[BEGIN RECORDS PROVIDED]
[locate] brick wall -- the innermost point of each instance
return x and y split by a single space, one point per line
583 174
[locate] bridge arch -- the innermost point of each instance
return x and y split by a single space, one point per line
[END RECORDS PROVIDED]
Swap "innermost point" for "center point" everywhere in the rows above, then write them out again with nothing else changed.

CORRECT ANSWER:
[locate] brick wall -- the center point of each instance
return x and y split by a single space, one point per line
583 174
[locate] bridge arch -- the center point of each instance
return x and y split by a single space, one point per line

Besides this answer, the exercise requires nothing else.